*Extrait*:
Elon Musk : un PDG qui serait toxique pour Neuralink
L’enquête de Reuters va plus loin que le simple rejet de l’autorisation de la FDA. Comme dans de précédentes révélations, il apparaît un élément toxique pour Neuralink : Elon Musk. Plus d’une douzaine d’employés ont confié à l’agence de presse « un environnement de travail, qui tout en étant exigeant et ambitieux, est également lâche et désorganisé. » Sur huit fondateurs, presque tous ont quitté le navire : ne reste quasiment que la figure d’Elon Musk, qui accorderait moins d’attention à Neuralink qu’à ses autres entreprises. Tesla, SpaceX et même Twitter produisent plus d’images et de résultats immédiats. D’ailleurs, « les emails de Musk aux employés de Neuralink proviennent souvent de son adresse SpaceX », selon deux personnes.

*Matériel de l'exercice*:
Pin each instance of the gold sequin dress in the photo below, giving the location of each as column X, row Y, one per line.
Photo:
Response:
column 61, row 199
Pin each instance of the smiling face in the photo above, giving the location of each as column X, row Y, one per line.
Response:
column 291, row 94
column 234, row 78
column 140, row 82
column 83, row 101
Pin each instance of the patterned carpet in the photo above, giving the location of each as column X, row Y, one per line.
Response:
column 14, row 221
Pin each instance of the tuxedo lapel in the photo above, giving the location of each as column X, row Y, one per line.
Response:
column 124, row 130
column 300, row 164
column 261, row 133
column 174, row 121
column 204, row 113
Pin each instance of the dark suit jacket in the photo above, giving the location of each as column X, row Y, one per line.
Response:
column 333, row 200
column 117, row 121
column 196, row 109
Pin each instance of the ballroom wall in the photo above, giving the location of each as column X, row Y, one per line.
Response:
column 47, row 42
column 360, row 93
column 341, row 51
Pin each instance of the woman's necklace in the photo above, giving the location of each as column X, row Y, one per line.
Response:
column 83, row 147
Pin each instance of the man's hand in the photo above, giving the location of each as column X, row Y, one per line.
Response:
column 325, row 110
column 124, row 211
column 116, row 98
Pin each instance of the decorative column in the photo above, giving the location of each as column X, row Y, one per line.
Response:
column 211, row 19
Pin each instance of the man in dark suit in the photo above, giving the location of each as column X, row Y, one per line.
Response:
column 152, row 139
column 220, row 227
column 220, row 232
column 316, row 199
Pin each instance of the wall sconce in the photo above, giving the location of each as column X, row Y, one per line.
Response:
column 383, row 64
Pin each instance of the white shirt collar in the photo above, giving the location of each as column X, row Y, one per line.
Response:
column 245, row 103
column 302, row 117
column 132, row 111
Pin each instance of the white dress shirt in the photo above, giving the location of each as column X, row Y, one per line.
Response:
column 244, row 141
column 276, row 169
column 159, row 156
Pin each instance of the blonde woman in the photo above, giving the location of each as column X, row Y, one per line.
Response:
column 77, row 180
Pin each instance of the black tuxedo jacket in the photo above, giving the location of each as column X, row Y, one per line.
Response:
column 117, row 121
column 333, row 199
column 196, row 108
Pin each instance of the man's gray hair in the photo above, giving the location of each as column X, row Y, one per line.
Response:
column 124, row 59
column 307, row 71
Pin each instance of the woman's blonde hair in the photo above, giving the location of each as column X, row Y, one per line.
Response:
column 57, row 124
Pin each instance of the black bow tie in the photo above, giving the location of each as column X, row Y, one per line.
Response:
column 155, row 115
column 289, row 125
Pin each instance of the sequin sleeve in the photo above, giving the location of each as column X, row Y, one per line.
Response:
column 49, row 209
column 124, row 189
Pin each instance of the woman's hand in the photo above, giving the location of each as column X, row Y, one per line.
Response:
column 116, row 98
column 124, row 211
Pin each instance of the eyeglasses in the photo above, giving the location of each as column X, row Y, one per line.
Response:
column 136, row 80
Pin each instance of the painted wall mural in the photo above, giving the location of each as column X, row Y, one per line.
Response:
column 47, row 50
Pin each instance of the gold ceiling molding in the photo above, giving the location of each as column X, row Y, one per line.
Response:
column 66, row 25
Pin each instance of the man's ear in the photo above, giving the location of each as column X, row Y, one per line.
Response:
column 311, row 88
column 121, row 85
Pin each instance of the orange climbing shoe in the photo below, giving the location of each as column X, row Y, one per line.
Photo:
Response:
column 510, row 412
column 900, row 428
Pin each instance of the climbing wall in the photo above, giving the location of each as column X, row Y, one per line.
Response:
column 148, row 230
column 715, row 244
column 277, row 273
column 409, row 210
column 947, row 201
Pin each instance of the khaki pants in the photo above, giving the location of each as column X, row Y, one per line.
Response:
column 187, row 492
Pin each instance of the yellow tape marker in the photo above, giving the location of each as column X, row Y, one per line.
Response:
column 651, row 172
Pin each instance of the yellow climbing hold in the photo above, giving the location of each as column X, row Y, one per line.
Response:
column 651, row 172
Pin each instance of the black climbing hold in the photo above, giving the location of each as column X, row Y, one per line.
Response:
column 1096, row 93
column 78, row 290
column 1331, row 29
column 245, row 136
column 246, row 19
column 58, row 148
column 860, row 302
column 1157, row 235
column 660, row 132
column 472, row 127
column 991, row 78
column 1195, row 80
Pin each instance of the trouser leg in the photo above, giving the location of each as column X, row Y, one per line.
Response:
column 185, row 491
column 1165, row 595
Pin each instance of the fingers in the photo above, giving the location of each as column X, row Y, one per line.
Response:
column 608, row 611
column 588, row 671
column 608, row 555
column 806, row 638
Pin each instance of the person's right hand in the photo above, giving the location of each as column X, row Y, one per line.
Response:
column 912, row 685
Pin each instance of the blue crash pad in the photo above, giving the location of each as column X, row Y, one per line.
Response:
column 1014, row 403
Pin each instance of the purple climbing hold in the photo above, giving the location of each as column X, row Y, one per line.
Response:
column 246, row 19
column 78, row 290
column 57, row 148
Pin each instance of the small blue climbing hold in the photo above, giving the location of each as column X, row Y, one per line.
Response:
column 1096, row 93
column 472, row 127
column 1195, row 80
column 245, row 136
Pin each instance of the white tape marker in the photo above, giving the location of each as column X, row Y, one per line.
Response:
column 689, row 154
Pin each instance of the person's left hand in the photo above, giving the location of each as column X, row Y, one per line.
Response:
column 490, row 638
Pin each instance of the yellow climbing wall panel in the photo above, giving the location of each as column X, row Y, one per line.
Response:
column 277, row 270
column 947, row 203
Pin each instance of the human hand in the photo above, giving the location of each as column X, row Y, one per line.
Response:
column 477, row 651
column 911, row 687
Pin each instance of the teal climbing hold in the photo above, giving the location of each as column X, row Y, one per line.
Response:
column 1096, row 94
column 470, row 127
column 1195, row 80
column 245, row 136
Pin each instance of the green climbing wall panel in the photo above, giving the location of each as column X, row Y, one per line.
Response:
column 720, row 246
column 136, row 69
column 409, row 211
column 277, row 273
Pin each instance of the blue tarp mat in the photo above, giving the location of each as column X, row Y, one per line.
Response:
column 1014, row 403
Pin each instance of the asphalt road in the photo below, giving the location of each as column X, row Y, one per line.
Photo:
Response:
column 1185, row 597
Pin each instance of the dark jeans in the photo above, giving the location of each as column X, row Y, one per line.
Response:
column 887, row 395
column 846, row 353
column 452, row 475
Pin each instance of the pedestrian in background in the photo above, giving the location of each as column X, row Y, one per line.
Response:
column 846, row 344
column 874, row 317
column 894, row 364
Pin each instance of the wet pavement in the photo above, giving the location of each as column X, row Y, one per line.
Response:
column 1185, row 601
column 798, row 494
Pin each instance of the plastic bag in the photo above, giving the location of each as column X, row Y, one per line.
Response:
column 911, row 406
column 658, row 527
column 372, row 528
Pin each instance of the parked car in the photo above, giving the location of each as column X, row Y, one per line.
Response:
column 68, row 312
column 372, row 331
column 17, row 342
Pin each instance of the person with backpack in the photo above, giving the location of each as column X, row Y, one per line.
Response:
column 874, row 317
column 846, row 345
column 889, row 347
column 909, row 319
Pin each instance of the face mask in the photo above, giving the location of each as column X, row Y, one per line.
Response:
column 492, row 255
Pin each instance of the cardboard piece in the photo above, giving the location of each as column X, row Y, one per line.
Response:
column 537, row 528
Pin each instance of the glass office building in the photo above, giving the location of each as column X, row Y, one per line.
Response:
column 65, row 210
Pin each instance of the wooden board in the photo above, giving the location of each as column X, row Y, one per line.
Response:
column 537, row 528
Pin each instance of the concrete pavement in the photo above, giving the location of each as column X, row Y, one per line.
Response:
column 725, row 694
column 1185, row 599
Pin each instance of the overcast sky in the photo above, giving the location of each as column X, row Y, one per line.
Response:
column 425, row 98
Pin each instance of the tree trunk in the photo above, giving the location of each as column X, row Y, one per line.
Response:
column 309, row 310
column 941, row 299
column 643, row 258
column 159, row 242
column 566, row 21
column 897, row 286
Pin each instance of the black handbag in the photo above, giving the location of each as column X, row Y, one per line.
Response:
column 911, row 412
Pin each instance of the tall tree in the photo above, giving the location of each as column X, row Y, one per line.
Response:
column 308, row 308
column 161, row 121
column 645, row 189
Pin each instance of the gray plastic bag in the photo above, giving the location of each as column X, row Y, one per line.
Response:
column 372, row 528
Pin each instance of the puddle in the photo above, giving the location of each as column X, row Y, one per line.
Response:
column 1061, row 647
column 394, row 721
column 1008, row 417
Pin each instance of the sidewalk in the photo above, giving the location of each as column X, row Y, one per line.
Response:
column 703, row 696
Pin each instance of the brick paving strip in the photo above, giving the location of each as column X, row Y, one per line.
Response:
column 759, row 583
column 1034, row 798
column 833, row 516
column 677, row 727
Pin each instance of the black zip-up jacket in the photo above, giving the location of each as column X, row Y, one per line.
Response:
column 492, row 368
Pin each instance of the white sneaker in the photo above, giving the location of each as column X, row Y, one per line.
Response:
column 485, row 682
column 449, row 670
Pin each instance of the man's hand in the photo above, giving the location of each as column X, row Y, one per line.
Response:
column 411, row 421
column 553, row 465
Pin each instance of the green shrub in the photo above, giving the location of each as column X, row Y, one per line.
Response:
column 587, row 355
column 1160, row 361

*Votre tâche*:
D'après l'extrait, de quelle adresse viennent souvent les e-mails qu'Elon Musk envoie aux employés de Neuralink ?

*Réponse*:
De son adresse SpaceX.